== Stored data ==
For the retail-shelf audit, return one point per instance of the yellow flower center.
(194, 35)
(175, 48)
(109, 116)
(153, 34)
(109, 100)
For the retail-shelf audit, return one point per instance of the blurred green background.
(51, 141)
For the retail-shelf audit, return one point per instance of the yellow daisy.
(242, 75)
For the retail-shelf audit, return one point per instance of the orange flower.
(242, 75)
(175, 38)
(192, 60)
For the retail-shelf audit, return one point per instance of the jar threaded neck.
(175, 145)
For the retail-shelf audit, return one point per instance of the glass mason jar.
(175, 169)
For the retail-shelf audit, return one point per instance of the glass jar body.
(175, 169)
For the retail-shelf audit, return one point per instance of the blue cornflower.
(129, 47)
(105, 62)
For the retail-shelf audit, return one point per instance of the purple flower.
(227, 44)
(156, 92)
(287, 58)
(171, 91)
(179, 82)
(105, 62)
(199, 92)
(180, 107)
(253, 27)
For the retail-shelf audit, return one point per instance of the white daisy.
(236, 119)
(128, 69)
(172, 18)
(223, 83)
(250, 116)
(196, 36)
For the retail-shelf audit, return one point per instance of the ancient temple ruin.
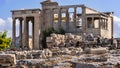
(75, 19)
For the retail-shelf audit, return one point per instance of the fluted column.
(33, 33)
(14, 33)
(67, 20)
(59, 18)
(20, 33)
(25, 33)
(75, 18)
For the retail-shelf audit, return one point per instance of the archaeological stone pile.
(61, 53)
(62, 40)
(56, 57)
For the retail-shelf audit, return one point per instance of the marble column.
(67, 20)
(32, 33)
(14, 33)
(99, 22)
(93, 22)
(75, 12)
(52, 17)
(59, 18)
(20, 32)
(25, 34)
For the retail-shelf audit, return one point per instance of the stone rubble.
(59, 40)
(56, 57)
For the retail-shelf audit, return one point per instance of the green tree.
(4, 41)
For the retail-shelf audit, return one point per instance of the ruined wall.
(89, 10)
(108, 32)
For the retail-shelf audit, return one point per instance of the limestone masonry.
(75, 19)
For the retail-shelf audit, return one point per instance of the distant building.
(18, 42)
(76, 19)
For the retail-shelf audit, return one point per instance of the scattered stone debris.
(70, 57)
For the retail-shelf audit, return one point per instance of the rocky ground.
(70, 57)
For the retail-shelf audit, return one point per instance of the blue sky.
(100, 5)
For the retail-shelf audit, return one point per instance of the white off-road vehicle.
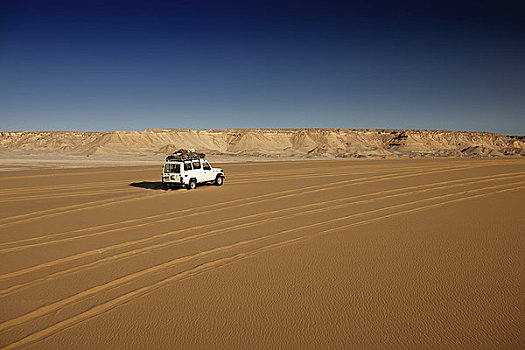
(189, 169)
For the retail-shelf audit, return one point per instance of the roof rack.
(183, 154)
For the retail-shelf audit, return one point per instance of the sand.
(370, 254)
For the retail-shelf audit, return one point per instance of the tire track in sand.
(66, 209)
(95, 252)
(280, 195)
(110, 304)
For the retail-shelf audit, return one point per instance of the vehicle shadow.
(153, 185)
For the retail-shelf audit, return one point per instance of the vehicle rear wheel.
(192, 185)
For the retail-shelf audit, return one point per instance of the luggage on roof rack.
(184, 154)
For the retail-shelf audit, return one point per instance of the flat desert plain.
(366, 254)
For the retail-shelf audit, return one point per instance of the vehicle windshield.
(172, 168)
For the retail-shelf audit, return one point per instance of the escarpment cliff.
(267, 143)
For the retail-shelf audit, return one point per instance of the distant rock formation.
(268, 143)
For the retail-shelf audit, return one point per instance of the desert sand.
(347, 254)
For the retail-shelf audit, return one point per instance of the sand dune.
(325, 254)
(264, 143)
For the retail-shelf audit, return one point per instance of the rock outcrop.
(268, 143)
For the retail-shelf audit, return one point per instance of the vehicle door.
(208, 172)
(197, 170)
(188, 171)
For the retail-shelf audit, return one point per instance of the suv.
(189, 171)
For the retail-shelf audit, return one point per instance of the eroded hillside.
(267, 143)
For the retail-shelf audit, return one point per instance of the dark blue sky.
(132, 65)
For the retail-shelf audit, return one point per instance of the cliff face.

== OBJECTIVE ==
Format every item above as a numbered list, dropping any blank lines and leaving the pictures out.

== RESULT ==
1. For the retail-shelf audit, return one point per instance of the yellow flower center.
2. (194, 35)
3. (175, 48)
4. (109, 116)
5. (153, 34)
6. (109, 100)
7. For the retail-shelf audit, return one point per instance of the blurred green background.
8. (51, 141)
9. For the retail-shelf audit, return one point per instance of the yellow daisy.
10. (242, 75)
11. For the retail-shelf audit, return one point per instance of the orange flower.
12. (242, 75)
13. (175, 38)
14. (192, 60)
15. For the retail-shelf audit, return one point per instance of the jar threaded neck.
16. (175, 145)
17. For the retail-shelf audit, return one point per instance of the glass mason jar.
18. (175, 169)
19. For the retail-shelf audit, return one point per instance of the glass jar body.
20. (175, 169)
21. For the retail-shelf audit, return one point per instance of the blue cornflower.
22. (129, 47)
23. (105, 62)
24. For the retail-shelf audit, return one point per instance of the purple flower.
25. (227, 44)
26. (156, 92)
27. (287, 58)
28. (171, 91)
29. (179, 82)
30. (105, 62)
31. (199, 92)
32. (180, 107)
33. (253, 27)
34. For the retail-shelf audit, return one point per instance of the white daisy.
35. (236, 119)
36. (128, 69)
37. (172, 18)
38. (223, 83)
39. (250, 116)
40. (196, 36)
41. For the retail-shelf audit, return one point per instance of the ancient temple ruin.
42. (75, 19)
43. For the retail-shelf audit, return one point per instance of the fluted column.
44. (33, 33)
45. (14, 33)
46. (67, 20)
47. (59, 18)
48. (20, 33)
49. (25, 33)
50. (75, 18)
51. For the retail-shelf audit, return one point per instance of the archaeological stone pile.
52. (61, 53)
53. (62, 40)
54. (56, 57)
55. For the retail-shelf audit, return one point per instance of the marble column.
56. (67, 20)
57. (32, 33)
58. (14, 33)
59. (99, 22)
60. (93, 22)
61. (75, 12)
62. (52, 17)
63. (59, 18)
64. (20, 32)
65. (25, 34)
66. For the retail-shelf audit, return one point per instance of the stone rubble.
67. (59, 40)
68. (56, 57)
69. For the retail-shelf audit, return one point per instance of the green tree.
70. (4, 41)
71. For the retail-shelf audit, return one point per instance of the ruined wall.
72. (89, 10)
73. (108, 32)
74. For the retail-shelf audit, return one point per instance of the limestone masonry.
75. (75, 19)
76. For the retail-shelf audit, return one point per instance of the distant building.
77. (18, 42)
78. (76, 19)
79. For the retail-shelf audit, return one point per instance of the scattered stone debris.
80. (70, 57)
81. For the retail-shelf audit, return one point per instance of the rocky ground.
82. (70, 57)
83. For the retail-shelf audit, return one point per instance of the blue sky.
84. (100, 5)
85. For the retail-shelf audit, return one point per instance of the white off-road vehicle.
86. (189, 169)
87. For the retail-shelf audit, return one point per instance of the roof rack.
88. (183, 154)
89. For the retail-shelf audit, return one point per instance of the sand.
90. (370, 254)
91. For the retail-shelf audit, return one point per instance of the tire track in sand.
92. (66, 209)
93. (95, 252)
94. (280, 195)
95. (110, 304)
96. For the retail-shelf audit, return one point per instance of the vehicle shadow.
97. (153, 185)
98. For the retail-shelf audit, return one point per instance of the vehicle rear wheel.
99. (192, 185)
100. For the retail-shelf audit, return one point per instance of the luggage on roof rack.
101. (184, 154)
102. For the retail-shelf audit, return one point per instance of the flat desert plain.
103. (366, 254)
104. For the retail-shelf audit, return one point per instance of the vehicle windshield.
105. (172, 168)
106. For the retail-shelf audit, return one point per instance of the escarpment cliff.
107. (267, 143)
108. For the retail-shelf audit, return one point per instance of the distant rock formation.
109. (268, 143)
110. For the retail-shelf audit, return one point per instance of the desert sand.
111. (347, 254)
112. For the retail-shelf audit, return one point per instance of the sand dune.
113. (325, 254)
114. (264, 143)
115. For the retail-shelf audit, return one point per instance of the rock outcrop.
116. (268, 143)
117. For the retail-shelf audit, return one point per instance of the vehicle door.
118. (208, 172)
119. (197, 170)
120. (188, 171)
121. For the retail-shelf audit, return one point per instance of the suv.
122. (189, 171)
123. For the retail-shelf audit, return one point per instance of the eroded hillside.
124. (267, 143)
125. For the retail-shelf audit, return one point per instance of the dark blue sky.
126. (132, 65)
127. For the retail-shelf audit, return one point per instance of the cliff face.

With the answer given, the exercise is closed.